**Document excerpt**:
= Beginning of Section =

Monday, August 13, 2012

Sixteen Years

Today I have thought a lot about where I was 16 years ago today, I so vividly remember the moments and the pain and numbness I felt.  Losing my mom at 19 years old was devastating, and something that I thought would always top the list of the hardest things I would live through.
I have run through many emotions since Georgia was diagnosed with the same cruel disease that took my mom.  I have been angry, feeling like she was supposed to prevent this, why wasn't she watching over us?  Her name is Georgia's middle name because I wanted to pass along her strength and wisdom not a legacy of disease.
I clearly remember a conversation I had with my mom in the last weeks of her life, I was telling her that it wasn't fair, she responded, "honey, life isn't fair."  We talked about her belief that she had in a sense signed a contract with God, agreeing to the terms of her life, so some how, at some time she was okay and agreed to how her life would unfold and she couldn't go back now.  This is not to say that she wasn't mad as hell that she was dying, she worked so hard to raise my sister and I to be who she knew we could be and now she woudlnt' be around to see the fruits of her labor.
That contract she talked about has crossed my mind many times over the years and more recently I have found new meaning in it.    I have come to believe that perhaps there was a paragraph at the end giving explanation as to why she died at 53 years old.  I have to believe that she knew when she signed that contract that many years after she died she would be the reason that her namesake didn't have to.
I love and miss you mom.  You are talked about and remembered.  On a clear day when you can see Mt. Rainer I point to it and ask Georgia, "what is that?"  She responds, "Grandma Claudia's mountain."

= End of Section =

**What to do**:
Answer these questions about the blog post, one per line:
(a) How old was the writer when the writer's mother died?
(b) At what age did the mother die?
(c) What does Georgia reply when asked "what is that?"

**The data**:
= Beginning of Section =

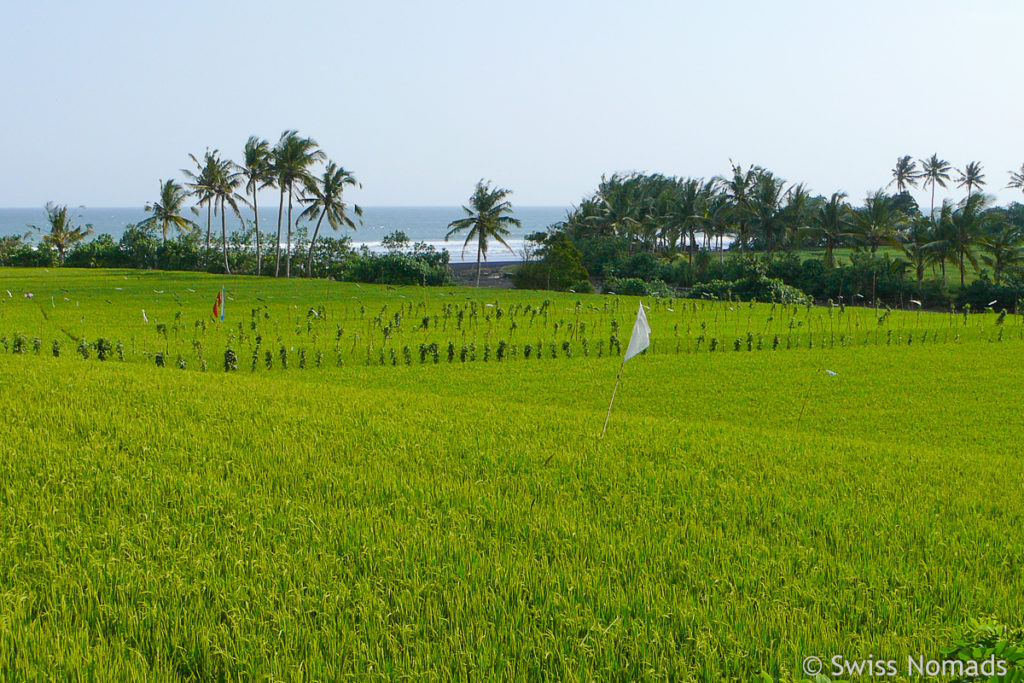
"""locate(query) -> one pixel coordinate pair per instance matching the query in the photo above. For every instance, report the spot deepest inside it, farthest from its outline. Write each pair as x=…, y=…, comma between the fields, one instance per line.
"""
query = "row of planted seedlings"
x=406, y=333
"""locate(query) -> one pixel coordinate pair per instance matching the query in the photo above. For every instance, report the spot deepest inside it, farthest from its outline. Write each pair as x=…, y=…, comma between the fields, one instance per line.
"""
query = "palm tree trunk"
x=932, y=215
x=223, y=236
x=276, y=246
x=477, y=263
x=288, y=250
x=209, y=219
x=309, y=259
x=259, y=254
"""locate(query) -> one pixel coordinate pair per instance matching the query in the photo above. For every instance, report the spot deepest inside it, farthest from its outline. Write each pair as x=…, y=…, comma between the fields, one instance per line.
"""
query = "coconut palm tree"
x=61, y=236
x=905, y=174
x=764, y=202
x=877, y=222
x=226, y=182
x=1003, y=250
x=942, y=246
x=1017, y=179
x=487, y=217
x=966, y=222
x=167, y=211
x=292, y=159
x=201, y=185
x=737, y=187
x=971, y=177
x=325, y=201
x=830, y=224
x=935, y=171
x=258, y=174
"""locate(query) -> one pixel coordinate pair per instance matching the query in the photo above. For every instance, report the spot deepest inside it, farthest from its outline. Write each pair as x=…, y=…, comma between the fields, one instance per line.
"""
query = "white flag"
x=640, y=339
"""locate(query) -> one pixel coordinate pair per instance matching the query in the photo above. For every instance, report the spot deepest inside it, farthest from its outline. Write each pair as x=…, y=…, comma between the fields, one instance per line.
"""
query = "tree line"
x=752, y=209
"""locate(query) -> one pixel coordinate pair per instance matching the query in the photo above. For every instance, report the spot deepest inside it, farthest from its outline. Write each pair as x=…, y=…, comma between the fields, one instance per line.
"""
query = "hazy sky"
x=420, y=99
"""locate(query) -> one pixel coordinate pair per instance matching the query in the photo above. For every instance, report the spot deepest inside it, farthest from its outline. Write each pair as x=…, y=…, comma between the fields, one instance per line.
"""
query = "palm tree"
x=167, y=211
x=1017, y=179
x=971, y=177
x=61, y=236
x=877, y=222
x=796, y=214
x=292, y=159
x=325, y=201
x=942, y=246
x=1004, y=250
x=737, y=188
x=934, y=171
x=764, y=202
x=258, y=174
x=202, y=185
x=904, y=174
x=830, y=224
x=226, y=181
x=486, y=217
x=966, y=222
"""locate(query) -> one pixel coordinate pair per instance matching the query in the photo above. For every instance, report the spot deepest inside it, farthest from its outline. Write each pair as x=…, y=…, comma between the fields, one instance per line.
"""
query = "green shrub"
x=637, y=287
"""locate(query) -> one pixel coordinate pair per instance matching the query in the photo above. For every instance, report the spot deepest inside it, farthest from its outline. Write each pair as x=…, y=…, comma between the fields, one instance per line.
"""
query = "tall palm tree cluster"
x=295, y=166
x=751, y=208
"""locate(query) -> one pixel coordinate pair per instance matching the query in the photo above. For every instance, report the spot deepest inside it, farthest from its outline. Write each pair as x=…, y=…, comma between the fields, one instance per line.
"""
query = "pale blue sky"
x=101, y=99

= End of Section =

**Solution**:
(a) 19 years old
(b) 53 years old
(c) "Grandma Claudia's mountain."